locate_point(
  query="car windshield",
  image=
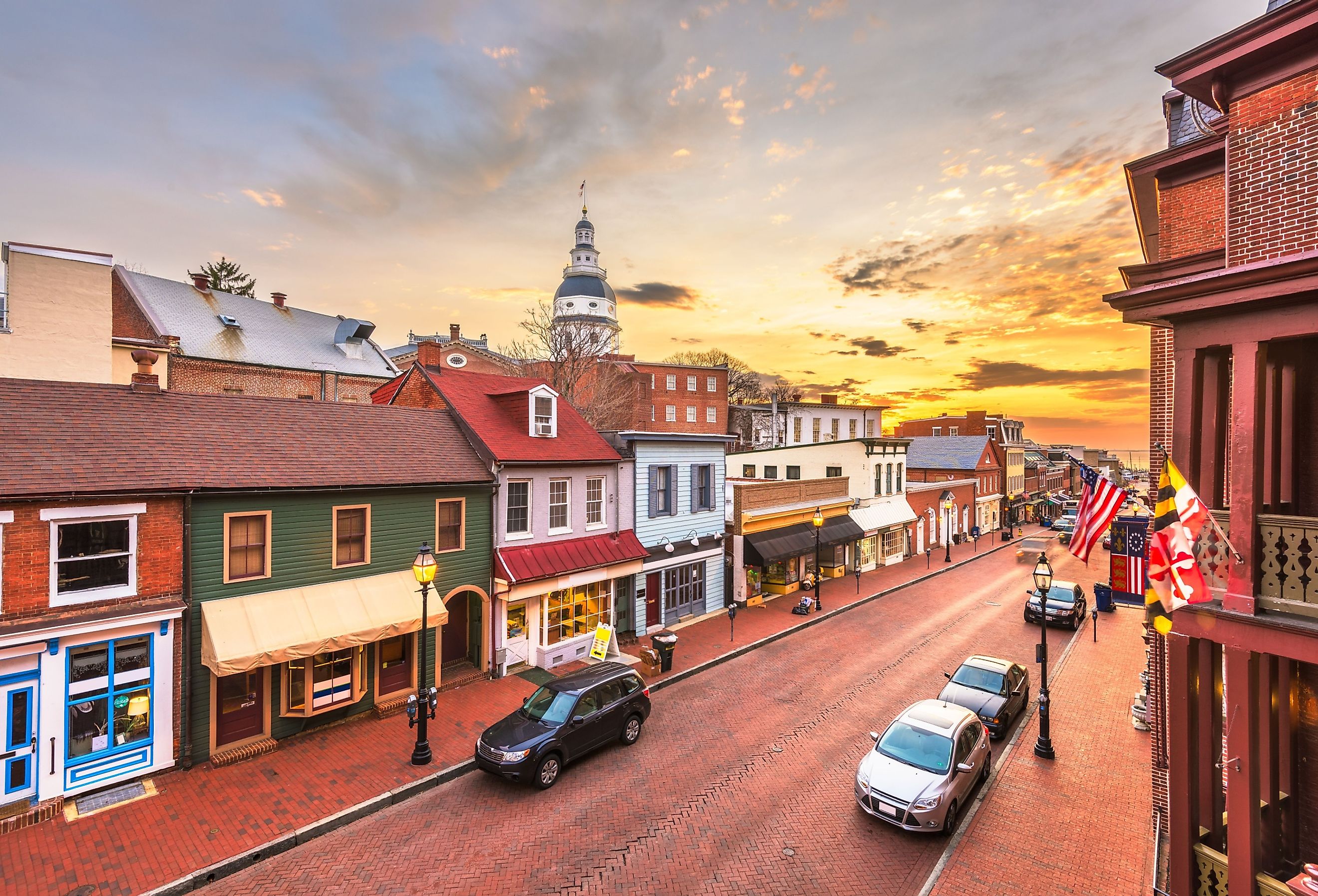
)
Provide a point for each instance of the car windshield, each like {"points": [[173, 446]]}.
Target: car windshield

----------

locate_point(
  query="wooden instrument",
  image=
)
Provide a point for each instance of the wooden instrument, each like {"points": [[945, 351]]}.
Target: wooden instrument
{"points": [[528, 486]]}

----------

## WHAT THIS TASK INVOLVES
How many lines in the entries above contain the string "like"? Case counts. Reply with the number only.

## EXERCISE RESPONSE
2